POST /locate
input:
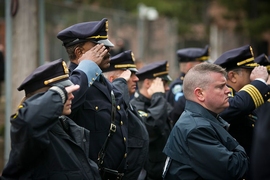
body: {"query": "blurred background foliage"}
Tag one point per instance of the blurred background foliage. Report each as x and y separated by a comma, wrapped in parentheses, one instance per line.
(252, 16)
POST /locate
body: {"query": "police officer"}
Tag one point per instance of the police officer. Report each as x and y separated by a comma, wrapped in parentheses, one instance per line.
(187, 58)
(45, 143)
(137, 134)
(249, 80)
(151, 103)
(260, 156)
(98, 106)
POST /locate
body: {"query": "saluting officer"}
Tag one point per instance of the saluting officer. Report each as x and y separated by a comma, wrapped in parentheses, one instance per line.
(101, 108)
(260, 155)
(247, 82)
(187, 58)
(137, 134)
(45, 143)
(151, 103)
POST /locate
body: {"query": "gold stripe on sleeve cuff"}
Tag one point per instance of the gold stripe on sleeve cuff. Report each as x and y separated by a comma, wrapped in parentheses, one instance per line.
(254, 93)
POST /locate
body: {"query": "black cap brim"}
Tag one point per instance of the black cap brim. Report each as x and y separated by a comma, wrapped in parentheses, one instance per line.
(64, 83)
(106, 42)
(166, 78)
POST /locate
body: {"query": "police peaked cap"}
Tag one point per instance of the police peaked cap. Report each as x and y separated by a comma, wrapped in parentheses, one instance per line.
(124, 60)
(241, 57)
(49, 74)
(193, 54)
(94, 31)
(264, 61)
(153, 70)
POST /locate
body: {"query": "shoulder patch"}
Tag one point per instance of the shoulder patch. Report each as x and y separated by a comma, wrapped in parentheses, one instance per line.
(177, 88)
(142, 113)
(16, 114)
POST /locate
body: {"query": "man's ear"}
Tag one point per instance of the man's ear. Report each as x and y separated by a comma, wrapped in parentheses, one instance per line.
(147, 83)
(232, 76)
(199, 94)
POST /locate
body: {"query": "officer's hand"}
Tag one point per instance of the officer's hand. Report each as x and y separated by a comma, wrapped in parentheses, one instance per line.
(156, 86)
(72, 88)
(125, 74)
(95, 54)
(259, 72)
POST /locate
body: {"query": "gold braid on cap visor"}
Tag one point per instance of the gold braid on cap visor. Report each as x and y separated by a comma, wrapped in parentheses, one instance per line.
(98, 37)
(245, 61)
(203, 58)
(254, 93)
(160, 73)
(125, 66)
(56, 79)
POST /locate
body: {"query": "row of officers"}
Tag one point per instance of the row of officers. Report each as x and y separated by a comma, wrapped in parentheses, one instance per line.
(102, 118)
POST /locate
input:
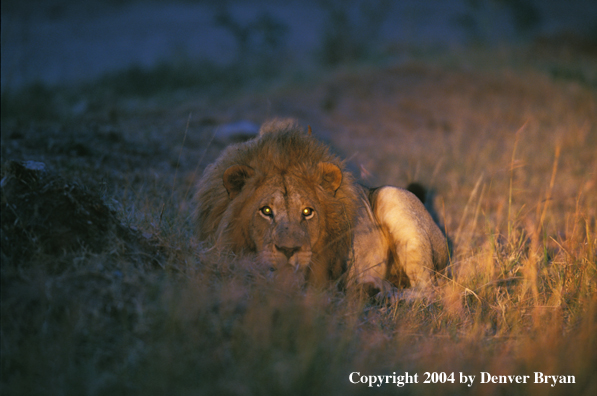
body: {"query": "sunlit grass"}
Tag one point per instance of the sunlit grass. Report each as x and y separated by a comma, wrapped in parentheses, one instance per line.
(511, 158)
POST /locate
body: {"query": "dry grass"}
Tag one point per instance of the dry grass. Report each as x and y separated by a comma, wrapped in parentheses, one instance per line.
(510, 154)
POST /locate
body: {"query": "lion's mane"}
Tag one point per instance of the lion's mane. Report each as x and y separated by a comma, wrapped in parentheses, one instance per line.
(281, 148)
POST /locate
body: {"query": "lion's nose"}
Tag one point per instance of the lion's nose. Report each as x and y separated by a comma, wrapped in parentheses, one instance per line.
(288, 251)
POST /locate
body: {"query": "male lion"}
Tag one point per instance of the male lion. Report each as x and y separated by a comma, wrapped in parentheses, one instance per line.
(284, 198)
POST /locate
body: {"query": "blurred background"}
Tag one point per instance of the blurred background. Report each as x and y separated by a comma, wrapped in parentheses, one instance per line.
(66, 41)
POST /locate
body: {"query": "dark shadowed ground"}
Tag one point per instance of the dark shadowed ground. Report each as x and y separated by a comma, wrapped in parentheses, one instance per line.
(105, 289)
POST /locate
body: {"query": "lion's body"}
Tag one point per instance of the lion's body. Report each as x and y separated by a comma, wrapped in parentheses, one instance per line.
(284, 198)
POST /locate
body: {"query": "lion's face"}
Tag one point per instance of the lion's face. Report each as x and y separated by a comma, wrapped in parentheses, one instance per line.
(280, 215)
(285, 223)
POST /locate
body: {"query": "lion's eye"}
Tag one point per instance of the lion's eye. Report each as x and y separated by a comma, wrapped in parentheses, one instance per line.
(307, 213)
(267, 211)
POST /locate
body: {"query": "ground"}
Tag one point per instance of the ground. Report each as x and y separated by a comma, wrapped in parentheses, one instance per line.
(105, 288)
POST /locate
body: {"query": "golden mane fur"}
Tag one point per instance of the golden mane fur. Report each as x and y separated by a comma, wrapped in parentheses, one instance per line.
(281, 149)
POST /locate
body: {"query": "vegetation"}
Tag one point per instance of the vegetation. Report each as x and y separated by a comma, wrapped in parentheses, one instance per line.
(106, 291)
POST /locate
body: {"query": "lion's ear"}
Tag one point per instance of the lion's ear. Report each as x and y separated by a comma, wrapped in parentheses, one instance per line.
(235, 178)
(331, 176)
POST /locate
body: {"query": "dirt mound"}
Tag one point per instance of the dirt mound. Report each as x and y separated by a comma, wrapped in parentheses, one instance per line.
(42, 213)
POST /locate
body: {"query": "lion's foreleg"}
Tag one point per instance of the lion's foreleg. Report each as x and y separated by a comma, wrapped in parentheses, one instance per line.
(401, 215)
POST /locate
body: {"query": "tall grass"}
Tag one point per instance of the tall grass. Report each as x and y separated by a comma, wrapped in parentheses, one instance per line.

— WHAT YOU ARE ASKED TO DO —
Your job is to transcribe the entries above exactly; skip the pictures.

— ANSWER FOR THE TASK —
POST /locate
input:
body: {"query": "blurred background foliage"}
Tag one point per instance of the blurred background foliage. Report each as x and y separated by a comma, wrapped in parentheses, one instance per line.
(252, 16)
POST /locate
body: {"query": "police officer"}
Tag one point per instance of the police officer. Report each as x and y separated by a comma, wrapped in parentheses, one instance per line.
(187, 58)
(45, 143)
(137, 134)
(249, 80)
(151, 103)
(260, 156)
(98, 106)
POST /locate
body: {"query": "saluting officer"}
Tag one point per instance of the saluting officer. Report each as x and y separated by a comma, wrapped in parentheses, one instance per line.
(101, 108)
(260, 155)
(247, 82)
(187, 58)
(137, 134)
(45, 143)
(151, 103)
POST /locate
body: {"query": "gold stripe on sleeve cuff"}
Tag one point per instance of the gold stripe on sleeve cuff. Report each as x and y separated by a comma, wrapped in parentheses, one instance per line.
(254, 93)
POST /locate
body: {"query": "black cap brim"}
Tag one point per instance of the black cap brim. Report each as x and y separated by a comma, wrapped in parentheses, one instance per line.
(64, 83)
(106, 42)
(166, 78)
POST /locate
body: {"query": "police peaked cap"}
Tag one point per instance of the police peaked cap. Report each as x and y separated by a comma, wrapped in parentheses, one instance per line.
(124, 60)
(241, 57)
(49, 74)
(193, 54)
(94, 31)
(264, 61)
(153, 70)
POST /locate
body: {"query": "shoulder patch"}
Tag one point per instance of the shoulder patch. Report each as x and y separated by a comma, wrapped in parentheses, one instance per line.
(177, 88)
(142, 113)
(16, 114)
POST /locate
body: {"query": "man's ear"}
Tag one point per instance of the man's ear. Report each as x and y separated by a comma, wrapped in parentheses, one instance per line.
(147, 83)
(232, 76)
(199, 94)
POST /locate
body: {"query": "officer's hand"}
Tag one point per instance of the officer's hand. Report each as x and y separated by a comma, wrapped in parentheses, one instance per line.
(156, 86)
(72, 88)
(125, 74)
(95, 54)
(259, 72)
POST /locate
body: {"query": "gold braid on cap visor"}
Tag one point per instance of the gold braid on cap visor. Report each as x and y separated by a comma, wrapped in parentheses, one instance per line.
(98, 37)
(245, 61)
(203, 58)
(254, 93)
(160, 73)
(125, 66)
(56, 79)
POST /locate
body: {"query": "row of officers"}
Tag one point per instance of the row of officers. Report each as x and y separated by a comma, wrapped in parentheses, one instance per line.
(102, 118)
POST /locate
input:
body: {"query": "sunlit grass"}
Tag one point per instance of the sunlit grass. Report each as x and y separated by a comma, wrapped in parentheses, one instance per line.
(511, 158)
POST /locate
body: {"query": "dry grass"}
Tag one point per instance of the dry grass. Report each as x and y separated by a comma, wrapped in parentheses, one instance per line.
(510, 154)
POST /locate
body: {"query": "lion's mane"}
Tag one point per instance of the lion's mane. Report each as x and y separated by a comma, wrapped in parentheses, one instance per line.
(281, 148)
POST /locate
body: {"query": "lion's nose"}
Tag one point per instance of the lion's nose. Report each as x and y separated by a comma, wrapped in parentheses, one instance per line.
(288, 251)
POST /locate
body: {"query": "male lion"}
Tag one point per instance of the male lion. Report each as x and y separated by a comma, wrapped in parentheses, one instance per line.
(284, 198)
POST /locate
body: {"query": "blurred background"}
Tag one point per instance of the blurred background. Report each as x and y separated by a comma, wrapped in parentheses, one instance per line.
(66, 41)
POST /locate
body: {"query": "dark shadowed ground"}
Tag one point per instance of the dark shadowed ground. Report each as x and y separated by a comma, wrapped in parentheses, one instance per line.
(105, 289)
POST /locate
body: {"query": "lion's body"}
Tag one point per instance of the lion's body. Report each as x and y separated by a comma, wrapped in parentheses, one instance per line.
(284, 198)
POST /locate
body: {"query": "lion's face"}
Tag one point per instance of the lion's face. Report each as x and y separated by a comma, wrapped in parentheses, one instance per line.
(280, 215)
(285, 223)
POST /locate
body: {"query": "lion's eye"}
Tag one point per instance of the lion's eye. Report each as x and y separated by a comma, wrapped in parentheses, one instance per line.
(307, 213)
(267, 211)
POST /locate
body: {"query": "ground"}
Tag one point per instance of the ground. Report each as x and y separated by a comma, wrapped in parentheses, one instance per line.
(105, 288)
POST /locate
body: {"query": "golden mane fur"}
Tag one point per instance of the golden mane fur. Report each as x and y separated by a comma, wrapped in parentheses, one instance per line.
(281, 149)
POST /locate
body: {"query": "vegetation"}
Tag one point per instance of the vegetation. Report each as x and y separated by a comma, wrapped in parentheses, one instance per line.
(106, 291)
POST /locate
body: {"query": "lion's ear"}
Tag one point per instance of the lion's ear. Report each as x and y separated by a comma, wrapped in parentheses, one instance per line.
(235, 178)
(331, 176)
POST /locate
body: {"query": "dirt mound"}
Tag one point per instance of the dirt mound. Report each as x and y separated by a comma, wrapped in parentheses, one instance per line.
(42, 213)
POST /locate
body: {"query": "lion's foreleg"}
Tag one point per instance of the lion's foreleg. Report each as x and y separated by a comma, wrapped in parentheses, one instance per line.
(401, 215)
POST /locate
body: {"query": "tall grass"}
Tag one point per instance of the tall grass. Report each as x and y separated by a comma, wrapped in parentheses, one instance per line.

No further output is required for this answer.